ASSIGNMENT: Transcribe every line of the material below without change, apart from dropping the pictures.
### SUPPLIED ENTRIES ###
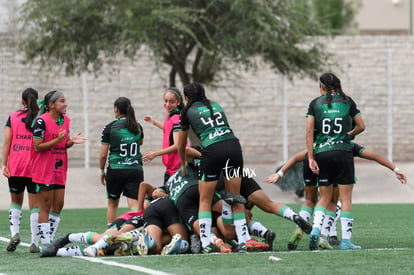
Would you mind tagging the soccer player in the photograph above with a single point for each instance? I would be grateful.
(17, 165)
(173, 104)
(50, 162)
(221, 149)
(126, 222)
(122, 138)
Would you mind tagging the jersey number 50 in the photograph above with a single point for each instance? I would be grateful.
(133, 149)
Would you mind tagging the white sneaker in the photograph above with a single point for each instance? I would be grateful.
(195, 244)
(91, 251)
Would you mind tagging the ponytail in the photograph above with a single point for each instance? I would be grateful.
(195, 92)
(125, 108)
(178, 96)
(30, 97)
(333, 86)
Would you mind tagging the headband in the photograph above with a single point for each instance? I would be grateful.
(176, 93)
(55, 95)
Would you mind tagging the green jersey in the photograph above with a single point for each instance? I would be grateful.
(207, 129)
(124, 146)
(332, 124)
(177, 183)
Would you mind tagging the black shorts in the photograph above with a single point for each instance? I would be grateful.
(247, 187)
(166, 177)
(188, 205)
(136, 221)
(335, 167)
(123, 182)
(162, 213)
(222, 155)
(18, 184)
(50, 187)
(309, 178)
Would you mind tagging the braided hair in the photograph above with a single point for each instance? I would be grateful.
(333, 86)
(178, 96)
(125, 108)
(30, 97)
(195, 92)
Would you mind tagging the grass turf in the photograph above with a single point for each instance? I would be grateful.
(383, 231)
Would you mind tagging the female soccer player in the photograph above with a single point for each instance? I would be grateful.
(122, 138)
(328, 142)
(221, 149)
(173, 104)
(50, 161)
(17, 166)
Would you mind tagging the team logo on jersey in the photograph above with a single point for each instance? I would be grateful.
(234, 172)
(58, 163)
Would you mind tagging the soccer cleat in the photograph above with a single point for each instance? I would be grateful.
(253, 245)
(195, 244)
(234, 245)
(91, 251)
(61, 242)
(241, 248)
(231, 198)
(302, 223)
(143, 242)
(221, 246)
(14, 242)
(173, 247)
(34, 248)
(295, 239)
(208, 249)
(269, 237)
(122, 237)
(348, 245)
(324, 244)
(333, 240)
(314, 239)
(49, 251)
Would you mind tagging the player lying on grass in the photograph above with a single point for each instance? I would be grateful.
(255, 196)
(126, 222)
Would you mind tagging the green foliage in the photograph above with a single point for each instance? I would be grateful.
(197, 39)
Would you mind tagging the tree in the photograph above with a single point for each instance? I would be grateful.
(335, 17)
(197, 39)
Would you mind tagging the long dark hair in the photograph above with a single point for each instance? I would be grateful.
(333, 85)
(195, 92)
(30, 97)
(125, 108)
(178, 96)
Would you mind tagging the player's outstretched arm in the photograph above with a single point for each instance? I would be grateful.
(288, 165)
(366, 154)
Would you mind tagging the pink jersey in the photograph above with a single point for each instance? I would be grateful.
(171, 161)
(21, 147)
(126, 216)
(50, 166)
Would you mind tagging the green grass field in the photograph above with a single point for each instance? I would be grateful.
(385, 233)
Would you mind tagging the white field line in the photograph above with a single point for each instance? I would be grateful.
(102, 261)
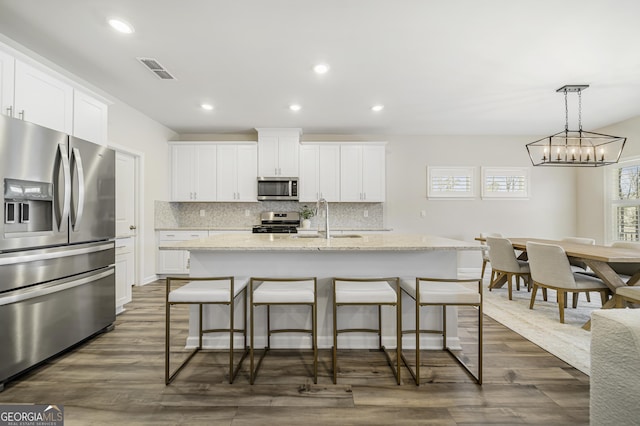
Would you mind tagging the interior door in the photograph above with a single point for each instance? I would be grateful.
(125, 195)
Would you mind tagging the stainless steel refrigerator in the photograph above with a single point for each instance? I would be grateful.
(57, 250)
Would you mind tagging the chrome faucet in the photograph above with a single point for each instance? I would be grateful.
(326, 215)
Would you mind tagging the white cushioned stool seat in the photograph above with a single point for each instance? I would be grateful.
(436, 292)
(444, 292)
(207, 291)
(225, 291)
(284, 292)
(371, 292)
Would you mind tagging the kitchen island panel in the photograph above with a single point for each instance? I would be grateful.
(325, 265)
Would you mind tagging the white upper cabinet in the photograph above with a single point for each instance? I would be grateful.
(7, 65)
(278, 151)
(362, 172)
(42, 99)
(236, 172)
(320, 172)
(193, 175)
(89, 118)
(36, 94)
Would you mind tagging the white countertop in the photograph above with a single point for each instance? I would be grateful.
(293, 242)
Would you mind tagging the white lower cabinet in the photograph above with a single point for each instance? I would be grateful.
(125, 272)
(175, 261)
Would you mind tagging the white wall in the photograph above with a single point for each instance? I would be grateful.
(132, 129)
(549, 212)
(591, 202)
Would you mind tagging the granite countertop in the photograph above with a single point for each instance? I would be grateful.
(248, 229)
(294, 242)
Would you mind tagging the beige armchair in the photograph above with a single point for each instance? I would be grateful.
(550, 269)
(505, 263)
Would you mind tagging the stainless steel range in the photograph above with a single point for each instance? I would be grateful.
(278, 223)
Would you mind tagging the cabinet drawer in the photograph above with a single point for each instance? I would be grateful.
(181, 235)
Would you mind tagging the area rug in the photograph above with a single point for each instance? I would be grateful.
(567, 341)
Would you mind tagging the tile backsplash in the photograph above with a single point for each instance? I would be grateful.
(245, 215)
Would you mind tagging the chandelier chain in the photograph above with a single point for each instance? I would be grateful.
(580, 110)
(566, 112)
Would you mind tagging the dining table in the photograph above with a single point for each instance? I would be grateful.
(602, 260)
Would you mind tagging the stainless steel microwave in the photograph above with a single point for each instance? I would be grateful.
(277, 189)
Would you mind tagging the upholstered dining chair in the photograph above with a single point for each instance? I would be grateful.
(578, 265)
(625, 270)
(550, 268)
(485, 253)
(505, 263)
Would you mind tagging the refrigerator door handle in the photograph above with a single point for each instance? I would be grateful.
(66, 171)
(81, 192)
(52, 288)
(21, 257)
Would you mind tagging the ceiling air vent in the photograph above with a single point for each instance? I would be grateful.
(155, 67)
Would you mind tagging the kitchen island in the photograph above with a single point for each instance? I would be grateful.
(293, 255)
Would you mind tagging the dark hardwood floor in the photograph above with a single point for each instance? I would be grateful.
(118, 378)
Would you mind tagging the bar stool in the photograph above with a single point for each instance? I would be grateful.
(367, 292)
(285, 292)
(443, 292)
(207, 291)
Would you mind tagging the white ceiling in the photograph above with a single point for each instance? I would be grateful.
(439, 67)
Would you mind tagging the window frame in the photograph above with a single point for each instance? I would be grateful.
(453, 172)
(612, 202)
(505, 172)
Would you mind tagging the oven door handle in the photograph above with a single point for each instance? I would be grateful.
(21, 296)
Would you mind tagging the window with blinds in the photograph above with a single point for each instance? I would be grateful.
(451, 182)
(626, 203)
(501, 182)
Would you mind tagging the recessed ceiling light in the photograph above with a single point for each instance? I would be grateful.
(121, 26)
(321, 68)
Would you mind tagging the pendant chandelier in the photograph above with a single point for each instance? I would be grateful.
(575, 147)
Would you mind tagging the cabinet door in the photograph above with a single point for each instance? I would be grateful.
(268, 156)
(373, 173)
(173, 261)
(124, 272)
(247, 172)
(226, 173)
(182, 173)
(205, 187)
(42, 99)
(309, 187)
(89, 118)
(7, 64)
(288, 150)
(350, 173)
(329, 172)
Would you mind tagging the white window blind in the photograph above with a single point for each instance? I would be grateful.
###
RESULT FOR THIS EXERCISE:
Would you mind tagging the soccer player in the photograph above with a single point for each instance? I would be grateful.
(17, 165)
(173, 104)
(50, 162)
(221, 149)
(126, 222)
(122, 138)
Would you mind tagging the jersey number 50 in the photograph above with a single point for each instance? I would be grateful.
(133, 149)
Would you mind tagging the white sneaker in the photograph above with a single point for each instance? I would be grateful.
(195, 244)
(91, 251)
Would you mind tagging the ponytail in the photograph above with a single point for each instance? I would be grateful.
(195, 92)
(125, 108)
(178, 96)
(30, 97)
(333, 86)
Would you mind tagging the headband in the photograph above with a single point for each instance? I would be grateful.
(176, 93)
(55, 95)
Would you mind tagging the green jersey in the photograph above with a single point for each instance? I would be grateful.
(207, 129)
(124, 146)
(332, 124)
(177, 183)
Would you mind tagging the black shorts in the photograph above with a single point for each instance? I would be grateful.
(247, 187)
(166, 177)
(188, 205)
(136, 221)
(335, 167)
(123, 182)
(162, 213)
(222, 155)
(18, 184)
(50, 187)
(309, 178)
Would you mind tagging the braided hair in the photograph above with a single point for each instance? I would be grateful.
(333, 86)
(178, 96)
(125, 108)
(30, 97)
(195, 92)
Would you mind tagging the grass turf in the photograph above with a single point for each instance? I would be grateful.
(383, 231)
Would you mind tagging the female soccer player in the photograph above with a single point for each instance? I would be grateful.
(122, 138)
(328, 142)
(221, 149)
(173, 104)
(50, 161)
(17, 166)
Would you mind tagging the team logo on jersey in the photograph above with a single point for each instance? I would be grateful.
(234, 172)
(58, 163)
Would you mind tagging the soccer cleat in the photograph above with a single point for each instance? I would be grateful.
(253, 245)
(195, 244)
(234, 245)
(91, 251)
(61, 242)
(241, 248)
(231, 198)
(302, 223)
(143, 242)
(221, 246)
(14, 242)
(173, 247)
(34, 248)
(295, 239)
(208, 249)
(269, 237)
(122, 237)
(348, 245)
(324, 244)
(333, 240)
(314, 239)
(49, 251)
Would you mind tagging the player lying on grass in the photograph above with a single point for each instance? I would be grateful.
(255, 196)
(126, 222)
Would you mind tagging the green foliage in the photograph above with a single point for each instance? I would be grateful.
(197, 39)
Would you mind tagging the tree in the photograph above with a single point for each instance? I would be grateful.
(335, 17)
(197, 39)
Would you mind tagging the long dark hair in the photograph above with a single point for each instance? I would be grateful.
(333, 85)
(195, 92)
(30, 97)
(125, 108)
(178, 96)
Would you mind tagging the player's outstretched arm in the photograph above with a single point for each instance? I would be grateful.
(288, 165)
(366, 154)
Would you mind tagging the pink jersey in the photograph above with a single point for each instance? I would be grateful.
(171, 161)
(21, 147)
(126, 216)
(50, 166)
Would you mind tagging the green grass field in the photograph above with a single point for each instance? I would be grateful.
(385, 233)
Would you mind tagging the white field line in the photograph above with a single point for each instance? I would be grateful.
(102, 261)
Would you mind tagging the interior door in the photograph above with a single point for each instance? I would be grateful.
(125, 195)
Would you mind tagging the stainless steel refrigerator in the photograph above with a single point for each instance? I would be grateful.
(57, 250)
Would you mind tagging the chrome faucet in the photograph above with a single point for each instance? I would be grateful.
(326, 215)
Would you mind tagging the white cushioned stool seat in the photograph above with a single point for each instance? I would be grateful.
(436, 292)
(444, 292)
(207, 291)
(225, 291)
(284, 292)
(371, 292)
Would you mind tagging the kitchen island panel in the photograph above with a single point for each instance? I would be grateful.
(325, 265)
Would you mind tagging the white upper cabinet in the photograph above with a single point for each instance? I would be grateful.
(7, 65)
(278, 151)
(362, 172)
(42, 99)
(236, 172)
(320, 172)
(193, 175)
(89, 118)
(36, 94)
Would you mind tagging the white countertop in the photograph above with a single point for each instance? I would be grateful.
(293, 242)
Would you mind tagging the white lower cabinet in the photograph above with a single point for each instance? I would be grateful.
(125, 272)
(175, 261)
Would you mind tagging the white wall in the photograph above with a single point for each instance? I would be grateful.
(132, 129)
(549, 212)
(591, 202)
Would you mind tagging the granite countertop in the photograph above with a single point for each instance? I would be grateful.
(248, 229)
(294, 242)
Would you mind tagging the beige armchair in the photograph above with a single point for each instance? I would be grateful.
(550, 269)
(505, 263)
Would you mind tagging the stainless steel range in the photograph above with a single point for each instance? I would be grateful.
(278, 223)
Would you mind tagging the cabinet drawer in the photograph above with a single point for each instance? I would be grateful.
(181, 235)
Would you mind tagging the area rug in the photograph above with a single point for each instance? I would be grateful.
(567, 341)
Would you mind tagging the tile backsplash in the photograph above with a single point for each instance? I would be grateful.
(245, 215)
Would you mind tagging the chandelier chain in the photograph above with a single point for each instance? I would be grateful.
(580, 110)
(566, 112)
Would you mind tagging the dining table in the photograph above with a single point for each instance? I would be grateful.
(602, 260)
Would you mind tagging the stainless steel microwave in the photograph above with a single point for each instance? I would be grateful.
(277, 189)
Would you mind tagging the upholstered dining chair in the photograph above with a single point for each instance? I would be grateful.
(578, 265)
(625, 270)
(550, 268)
(485, 253)
(505, 263)
Would you mind tagging the refrigerator door handle in the photograph above with a single point for each instance? I would be grateful.
(66, 171)
(81, 192)
(52, 288)
(21, 257)
Would you mind tagging the ceiling air vent in the photograph above with a single point for each instance? I would be grateful.
(155, 67)
Would you mind tagging the kitchen island in the photograph above with a single point for each instance? I would be grateful.
(293, 255)
Would you mind tagging the dark hardwood floor in the photograph above with a single point for each instance? I would be grateful.
(118, 378)
Would you mind tagging the bar stool in the photograph above with a single point for each instance? I would be grateful.
(367, 292)
(285, 292)
(443, 292)
(207, 291)
Would you mind tagging the white ceiling in the photograph above with a single point for each instance? I would be grateful.
(439, 67)
Would you mind tagging the window frame in the photograph above with a single point for each instance? I would be grateful.
(453, 172)
(612, 202)
(505, 172)
Would you mind tagging the oven door handle in the photograph above with a single point for each instance? I would be grateful.
(21, 296)
Would you mind tagging the window with blinds in the photograph above with a single point for each instance? I would be grateful.
(451, 182)
(626, 203)
(501, 182)
Would you mind tagging the recessed ceiling light in the photograph above with a single point for each instance? I would be grateful.
(121, 26)
(321, 68)
Would you mind tagging the pendant chandelier in the photograph above with a single point for each instance? I would be grateful.
(575, 147)
Would you mind tagging the cabinet door in the photograph above with a single point for each instance? I would be grateful.
(268, 156)
(373, 173)
(173, 261)
(124, 272)
(247, 172)
(226, 173)
(182, 173)
(205, 187)
(42, 99)
(309, 187)
(89, 118)
(7, 64)
(288, 150)
(350, 173)
(329, 172)
Would you mind tagging the white window blind in the photograph above with a single point for each instance? I would be grateful.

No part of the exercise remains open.